> **Things to do**:
(A) Duplicate everything in the news report on the bullied New Jersey teen from "The tragic teen’s" down to "with another girl.".
(B) Go on with the news report on the bullied New Jersey teen, starting after its last sentence.

> **Text extract**:
◇ ◇ ◇

Dad of 14yo girl who took own life after school bashing said her death came after taunting text
The distraught father of a girl who took her own life after being bashed at school said her death came after a taunting text message.
The dad of a bullied 14-year-old New Jersey high school girl — who took her own life after an online video showed a group of girls attacking her — said the suicide occurred after the teen got a taunting text about the bloody beatdown.
Adriana Kuch was found dead at home on February 3, two days after the sickening caught-on-video assault in a hallway at Central Regional High School in Berkeley Township.
The tragic teen’s father, Michael Kuch, told the Daily Mail that hours before her death, one girl who recorded the assault sent her a text mocking her for “dripping blood” and getting her “a**e whooped.”
He told the outlet that one of the assailants instigated the brutal attack because she was jealous about Adriana’s friendship with another girl.
Kuch said his daughter also was driven to suicide because she was embarrassed by the footage that spread rapidly on TikTok and Snapchat.
“She was so embarrassed that they jumped her. She would say, ‘I don’t want to be made fun of’,” the devastated dad told the Daily Mail.
“It was like she was attacked twice. It used to be you’d go to school, get bullied and then you left. But now you come home and you keep getting bullied — they still keep picking at you home,” he added.
“I can’t begin to tell you how angry I am at the school, at the police department … if those videos hadn’t been posted, these girls would have ended up with a one-day suspension or in no trouble at all,” the distraught dad said.
“The [school] has done nothing. They should not be in charge of our children’s safety,” added Kuch, who served 22 years in the US Army.
Three girls have been charged with third-degree felony assault and a fourth was charged with disorderly conduct.
Kuch earlier denied the attack was racially motivated — insisting that a theory about the vicious assault was “garbage”.
“Adriana was beautiful and she loved everyone, she did not care about race, the world would be a better place if everyone was as colourblind as she was,” Kuch wrote on Facebook Thursday, responding to speculation that race played a role in the beatdown.

◇ ◇ ◇

> **Raw data**:
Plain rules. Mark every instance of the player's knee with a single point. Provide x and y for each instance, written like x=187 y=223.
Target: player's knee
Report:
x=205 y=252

◇ ◇ ◇

> **Outputs in order**:
(A)
The tragic teen’s father, Michael Kuch, told the Daily Mail that hours before her death, one girl who recorded the assault sent her a text mocking her for “dripping blood” and getting her “a**e whooped.”
He told the outlet that one of the assailants instigated the brutal attack because she was jealous about Adriana’s friendship with another girl.

(B)
Kuch posted a screengrab from an Instagram Story of what appears to be a rally held to protest the incident.
Over the image, an Instagram user wrote, “They are protesting about that white girl”.
“Nah, cuz wtf why does black people do that to the white girl,” the user continued, claiming “black people know that white [people] hate them still”.
Kuch’s daughter was white, but the race of the assailants in the disturbing footage was unclear.
He responded to the Instagram Story, saying, “People are sending me garbage like this, I am not here to make it about race”.
Kuch has repeatedly insisted that bullying played a role in his daughter’s death.
More than 6500 community members have signed on to a petition on Change.org titled “Stop the Violence at Central Regional High School”.
The petition was launched by Racheal O’Dea, who wrote that her daughter also was “jumped and physically assaulted by MULTIPLE girls” at the school in January 2022.
“She had reported threats and their previous stalking to the school weeks before it happened and NOTHING was done! The attack was recorded and sent across social media,” O’Dea wrote.
She said the family has filed a lawsuit against the district “due to their negligence and involvement”.
“Now here we are almost a year later, and we have now lost a beautiful 14-year-old soul who was brutally attacked at Central Regional HS just days before taking her own life. A life stolen way too soon. Parents our kids are not safe!” O’Dea wrote in the petition.
“This school is too busy trying to save their own a**es than do their job! The bottom line is the violence at Central Regional needs to STOP! There needs to be a change in administration, there needs to be more security, the school should not be able to solely label these incidents,” she continued.
O’Dea claimed the district describes incidents of violence as “hallway disturbances” to avoid calling police.
“Students do better … stop hurting each other and if you see someone being hurt call 911! It is not a fight, it is not an altercation, its not a hallway disturbance …. ITS CALLED ASSAULT,” she wrote.
In the footage shared online, Adriana was seen being attacked with a water bottle as she walked in the hallway with her boyfriend. A person was reportedly heard yelling: “That’s what you get, you stupid a**e b***h!”
“They think it’s fun to attack people and take videos and post them,” her dad told WABC.
“Getting hit with a water bottle didn’t hurt Adriana, what hurt her was the embarrassment and humiliation, they just kept coming at her,” Kuch said.
“My daughter actually blacks out and they don’t call an ambulance, they take her to the nurse’s office,” he said, adding Adriana had “never been in a fight before, she’s 98 pounds, 5’2 and she loves everybody”.
On Thursday, Schools Superintendent Triantafillos Parlapanides defended the school’s response to the bullying, citing its policy of not reporting incidents to police.
“If a situation warrants it, we’ll call (police), but in this case the students were suspended immediately,” he told The Post, adding the students involved face criminal charges.
“We address every incident of bullying, but some of it is on the internet and we aren’t privy to that,” he said. “We’re not the internet police but we don’t put our head in the sand.”
Kuch said when he asked why the girls hadn’t been expelled, school officials told him it’s not the district’s “policy”, according to the Daily Mail.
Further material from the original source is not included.